Questions on the material —
a – In the stingray forum thread, what minimum water volume does JD7.62 recommend for a large adult ray?
b – Reproduce the passage of the stingray forum thread that opens with the words containing "## bob351 (Oct" and closes with "motoro for me.".

# StingRay Help



## eddyhead (Nov 6, 2007)

Does anyone on here belong to a fourm for Stingrays? or know of any fourms??


----------



## dracofish (Jul 13, 2003)

I've kept Rays now for a number of years so if you have any questions you can ask here. I also have a dedicated Ray forum on my message board...the link is located in my signature.


----------



## eddyhead (Nov 6, 2007)

dracofish said:


> I've kept Rays now for a number of years so if you have any questions you can ask here. I also have a dedicated Ray forum on my message board...the link is located in my signature.


I dont really have any questions yet, its like 2 years i want to get my first one, so i just wanted to start reading fourms and getting all the knowledge i can, and i also i just wanted to look at pics of peoples set up, and what rays they got

thank you


----------



## swack (May 29, 2007)

...........com message boards have a stingray section

Lets refrain from the links please-

We got our own Ray people on board here...

Draco-Can answer n e ?'s that one might have...


----------



## JD7.62 (Apr 7, 2005)

MFK is better...


----------



## eddyhead (Nov 6, 2007)

JD7.62 said:


> MFK is better...


wats mfk?


----------



## mike123 (Jul 17, 2006)

monster fish keepers


----------



## dracofish (Jul 13, 2003)

There's also a dedicated Ray forum on AP (link in my sig). We have a number of staffers and regular posters that have even regularly bred their Rays.


----------



## bob351 (Oct 23, 2005)

go to mfk or ap both amazing info for rays or just pm draco or me i have had rays for about 2 years now, but limited experience with breeding or other species than motoro for me.


----------



## eddyhead (Nov 6, 2007)

HOw so i was tinking and could smeone tell me if this would be an ok DIY tank for a Stingray, obviously they need a big footprint, but what about how high does it need? i was thinking about making a like a tank that was like 36" Wide, 40 Long and 12 High would this be ok? mainly i'm wondering if 12" would be ok on Heights if all im going to have in there is a Ray? i just want like a big footprint but not very tall


----------



## JD7.62 (Apr 7, 2005)

That foot print would be OK for a lone male ray (stay significantly smaller then females) but the water volume is only about 75 gallons which is not enough. You need IMO at least 150 gallons for a large adult (figure 15") ray as their bio load is HUGE and 75 gallons is simply not enough water to safely handle that type of load.


----------



## vamptrev (May 26, 2007)

i had two 8 or 9 inch motoros in a 140 gal and had to do 50% waterchanges every day


----------



## eddyhead (Nov 6, 2007)

vamptrev said:


> i had two 8 or 9 inch motoros in a 140 gal and had to do 50% waterchanges every day


are your serious? why is that? that sounds like a lil overboard?


----------



## JD7.62 (Apr 7, 2005)

Rays have a MASSIVE bioload. On top of that they are sensitive to water quality so water changes, and often ones at that are a must.

My rays are in a 125 with some other fish until my custom 320 gets here and Im doing 50% water changes daily! If you think that is too much look for a different fish, especially if you think you are going to use the tank you mentioned!


----------



## dracofish (Jul 13, 2003)

Records shown —
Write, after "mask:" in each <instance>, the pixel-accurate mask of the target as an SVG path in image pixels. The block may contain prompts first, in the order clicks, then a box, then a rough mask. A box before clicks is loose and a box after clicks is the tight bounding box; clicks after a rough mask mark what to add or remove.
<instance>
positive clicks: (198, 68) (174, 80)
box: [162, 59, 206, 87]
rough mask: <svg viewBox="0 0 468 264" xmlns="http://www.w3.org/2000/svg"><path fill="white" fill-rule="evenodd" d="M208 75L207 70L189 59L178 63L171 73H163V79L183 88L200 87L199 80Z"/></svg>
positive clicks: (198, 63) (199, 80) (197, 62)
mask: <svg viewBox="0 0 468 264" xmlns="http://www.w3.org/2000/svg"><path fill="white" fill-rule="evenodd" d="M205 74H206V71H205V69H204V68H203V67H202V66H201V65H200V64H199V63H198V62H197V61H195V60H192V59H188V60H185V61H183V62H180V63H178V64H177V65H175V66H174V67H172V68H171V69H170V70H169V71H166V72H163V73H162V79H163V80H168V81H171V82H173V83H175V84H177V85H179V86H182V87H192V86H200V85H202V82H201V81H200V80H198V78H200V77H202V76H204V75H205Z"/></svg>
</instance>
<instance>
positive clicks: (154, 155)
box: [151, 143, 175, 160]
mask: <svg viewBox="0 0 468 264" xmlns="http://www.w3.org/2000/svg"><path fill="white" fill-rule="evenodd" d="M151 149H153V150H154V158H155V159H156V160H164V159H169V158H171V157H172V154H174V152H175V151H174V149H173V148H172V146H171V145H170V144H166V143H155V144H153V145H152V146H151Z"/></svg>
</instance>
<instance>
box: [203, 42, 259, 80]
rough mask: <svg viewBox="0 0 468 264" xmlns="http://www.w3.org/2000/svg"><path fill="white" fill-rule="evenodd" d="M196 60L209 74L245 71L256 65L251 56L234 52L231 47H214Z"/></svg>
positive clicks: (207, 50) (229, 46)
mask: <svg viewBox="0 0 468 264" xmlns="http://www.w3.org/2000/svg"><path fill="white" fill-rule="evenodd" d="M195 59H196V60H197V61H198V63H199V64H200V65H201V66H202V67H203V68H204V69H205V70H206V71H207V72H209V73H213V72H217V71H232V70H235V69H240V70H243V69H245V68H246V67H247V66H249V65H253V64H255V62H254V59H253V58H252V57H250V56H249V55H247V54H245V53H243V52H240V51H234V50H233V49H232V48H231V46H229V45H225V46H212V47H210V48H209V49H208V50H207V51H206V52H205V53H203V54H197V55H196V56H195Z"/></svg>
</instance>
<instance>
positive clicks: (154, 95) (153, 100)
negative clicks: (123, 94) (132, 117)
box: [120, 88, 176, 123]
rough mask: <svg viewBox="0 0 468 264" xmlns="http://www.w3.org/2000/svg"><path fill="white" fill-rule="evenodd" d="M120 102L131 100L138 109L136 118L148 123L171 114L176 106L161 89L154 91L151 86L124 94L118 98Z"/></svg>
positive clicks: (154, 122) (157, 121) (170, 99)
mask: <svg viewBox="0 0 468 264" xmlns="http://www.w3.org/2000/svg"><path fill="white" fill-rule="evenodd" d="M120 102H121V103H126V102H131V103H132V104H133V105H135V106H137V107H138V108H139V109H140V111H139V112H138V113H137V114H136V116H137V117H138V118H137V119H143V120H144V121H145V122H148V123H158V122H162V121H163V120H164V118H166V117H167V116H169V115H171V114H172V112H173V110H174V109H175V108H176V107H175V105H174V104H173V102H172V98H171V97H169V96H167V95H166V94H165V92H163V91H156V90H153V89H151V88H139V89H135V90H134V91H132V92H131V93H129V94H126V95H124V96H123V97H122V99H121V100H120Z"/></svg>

Results for each task —
a – At least 150 gallons.

b –
## bob351 (Oct 23, 2005)

go to mfk or ap both amazing info for rays or just pm draco or me i have had rays for about 2 years now, but limited experience with breeding or other species than motoro for me.